• **EXERCISE BRIEF**
From the entries that follow, copy exactly the lines beginning at the line holding "Target: camera lens logo" and continuing through the line holding "Task: point to every instance of the navy".

• **Natural-language object grounding data**
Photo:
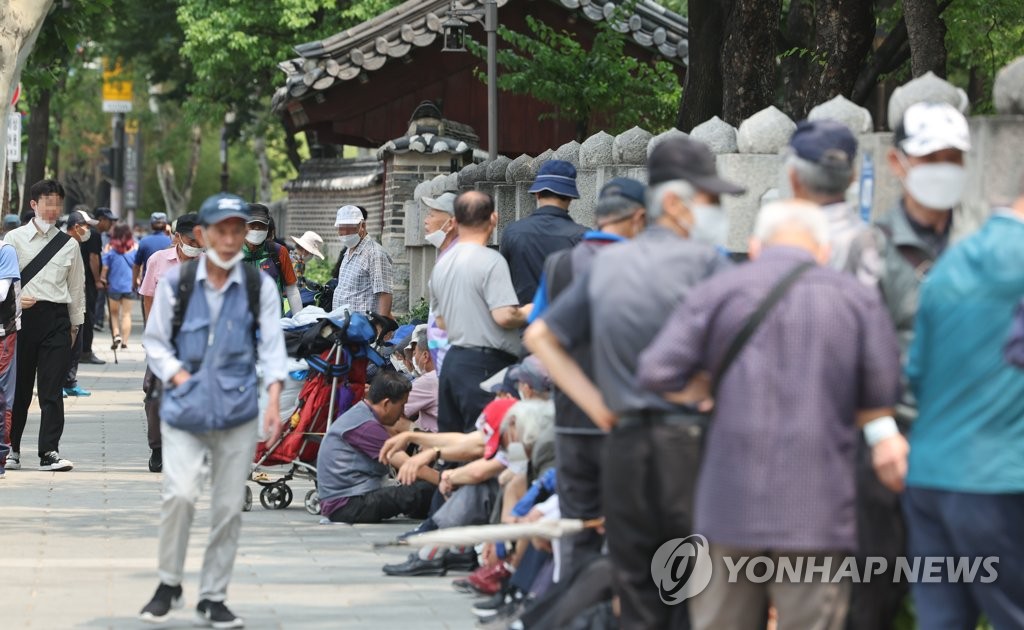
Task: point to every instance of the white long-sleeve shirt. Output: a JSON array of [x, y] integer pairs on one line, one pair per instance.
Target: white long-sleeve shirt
[[160, 350]]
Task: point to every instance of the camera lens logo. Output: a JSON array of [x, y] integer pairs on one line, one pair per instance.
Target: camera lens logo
[[681, 569]]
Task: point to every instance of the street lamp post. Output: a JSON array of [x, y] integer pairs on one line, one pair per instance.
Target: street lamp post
[[455, 38]]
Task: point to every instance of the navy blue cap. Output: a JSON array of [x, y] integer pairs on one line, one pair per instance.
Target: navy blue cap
[[222, 206], [824, 142], [625, 187], [557, 176]]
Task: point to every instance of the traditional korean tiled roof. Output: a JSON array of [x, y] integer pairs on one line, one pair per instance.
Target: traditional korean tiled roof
[[418, 24]]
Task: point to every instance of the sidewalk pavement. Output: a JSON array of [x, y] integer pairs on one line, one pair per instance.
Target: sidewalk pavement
[[80, 548]]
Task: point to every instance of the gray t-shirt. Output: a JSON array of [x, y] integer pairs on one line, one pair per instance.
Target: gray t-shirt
[[622, 303], [465, 286]]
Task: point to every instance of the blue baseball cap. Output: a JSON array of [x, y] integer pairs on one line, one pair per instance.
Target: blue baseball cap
[[221, 207], [557, 176], [824, 142]]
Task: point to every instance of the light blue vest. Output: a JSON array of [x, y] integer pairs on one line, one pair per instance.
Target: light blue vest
[[221, 392]]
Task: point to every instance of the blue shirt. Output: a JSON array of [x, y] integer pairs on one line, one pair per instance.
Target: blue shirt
[[119, 276], [148, 246], [969, 435]]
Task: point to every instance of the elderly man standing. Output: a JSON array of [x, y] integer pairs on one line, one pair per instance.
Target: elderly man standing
[[212, 322], [365, 276], [651, 437], [472, 295], [53, 301], [739, 328], [440, 231], [526, 243], [965, 493]]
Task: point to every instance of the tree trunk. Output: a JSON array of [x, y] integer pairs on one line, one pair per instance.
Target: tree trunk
[[702, 89], [799, 85], [749, 57], [176, 198], [265, 182], [927, 36], [19, 25], [844, 34], [39, 141]]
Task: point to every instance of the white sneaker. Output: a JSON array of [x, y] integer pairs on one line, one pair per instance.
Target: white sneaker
[[52, 461]]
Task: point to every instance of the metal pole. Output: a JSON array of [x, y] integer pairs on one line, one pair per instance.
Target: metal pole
[[117, 196], [491, 26]]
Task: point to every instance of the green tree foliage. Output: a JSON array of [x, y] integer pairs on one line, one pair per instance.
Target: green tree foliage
[[603, 84]]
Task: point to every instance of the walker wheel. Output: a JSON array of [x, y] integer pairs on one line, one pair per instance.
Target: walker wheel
[[312, 502], [275, 497]]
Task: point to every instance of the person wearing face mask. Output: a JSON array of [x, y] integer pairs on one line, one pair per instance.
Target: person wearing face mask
[[778, 469], [617, 307], [214, 324], [365, 276], [271, 258], [78, 226], [441, 232], [184, 248], [53, 298]]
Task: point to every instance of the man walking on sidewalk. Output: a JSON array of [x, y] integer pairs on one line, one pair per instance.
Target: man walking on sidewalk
[[201, 340], [53, 296]]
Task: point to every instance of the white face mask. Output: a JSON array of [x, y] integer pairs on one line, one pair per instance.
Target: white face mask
[[189, 251], [517, 458], [215, 258], [256, 237], [711, 224], [937, 186], [436, 238]]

• **WRITTEN REPLY**
Target: camera lens logo
[[681, 569]]
Task: point to every instance of the street lamp post. Output: a JSON array of [x, y] integer pairs on one line, one pair per instance.
Target: street lamp post
[[455, 38]]
Task: point to every instance of the navy blue cap. Output: a JSON array of [x, y] integer pairs on one line, one pair per instance.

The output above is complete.